■ **Directions for this task**
Please copy the records exactly as they appear, with all pictures left out.

*** Opening of Source information ***

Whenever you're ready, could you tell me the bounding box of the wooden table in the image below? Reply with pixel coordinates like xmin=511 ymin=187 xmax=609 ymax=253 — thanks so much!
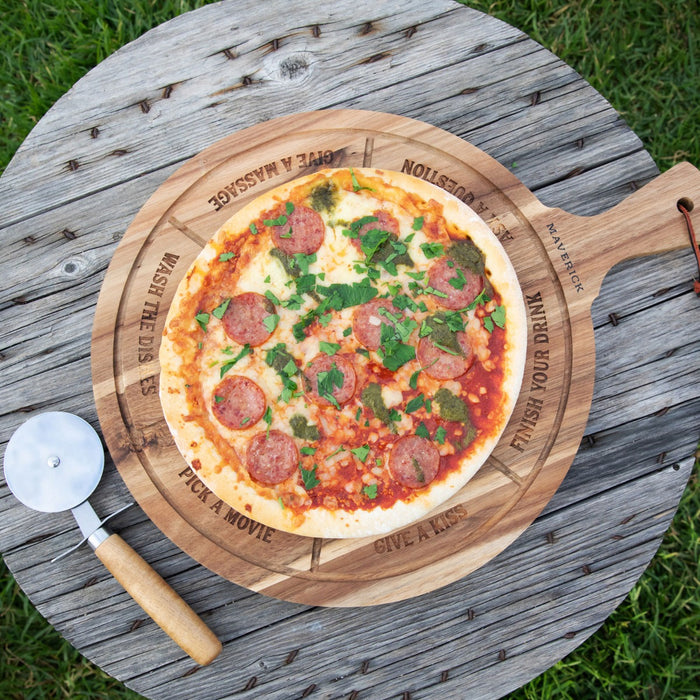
xmin=1 ymin=1 xmax=697 ymax=698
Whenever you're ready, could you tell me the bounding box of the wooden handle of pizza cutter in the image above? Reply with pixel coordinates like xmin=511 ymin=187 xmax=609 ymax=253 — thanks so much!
xmin=93 ymin=533 xmax=222 ymax=665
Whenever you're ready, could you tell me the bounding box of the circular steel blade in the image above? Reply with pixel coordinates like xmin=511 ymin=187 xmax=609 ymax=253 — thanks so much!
xmin=3 ymin=412 xmax=104 ymax=513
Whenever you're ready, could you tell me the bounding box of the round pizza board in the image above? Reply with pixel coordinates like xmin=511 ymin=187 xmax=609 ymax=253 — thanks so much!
xmin=91 ymin=109 xmax=699 ymax=606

*** Close of Source information ***

■ **Output of the exercise**
Whenever you're ready, could you tell me the bounding box of the wooden table in the image below? Reply with pixel coordinates like xmin=511 ymin=187 xmax=609 ymax=253 — thanks so much!
xmin=1 ymin=1 xmax=697 ymax=698
Whenever you're ready, could you tell me the bounding box of the wooden handle of pizza cutter in the image above? Reply with pixel coordinates like xmin=511 ymin=187 xmax=609 ymax=253 — thanks so much!
xmin=93 ymin=533 xmax=222 ymax=665
Whenever you're ready, could you tell me the bounding box of the circular steel blade in the image above? Reply with pixel coordinates like xmin=511 ymin=187 xmax=609 ymax=253 — thanks so much!
xmin=3 ymin=412 xmax=104 ymax=513
Whenever you're ready, could you tell me the bounding box of the round pizza board in the image above? Reply with pixel coordinates like xmin=511 ymin=187 xmax=609 ymax=253 — thanks so much!
xmin=91 ymin=109 xmax=699 ymax=606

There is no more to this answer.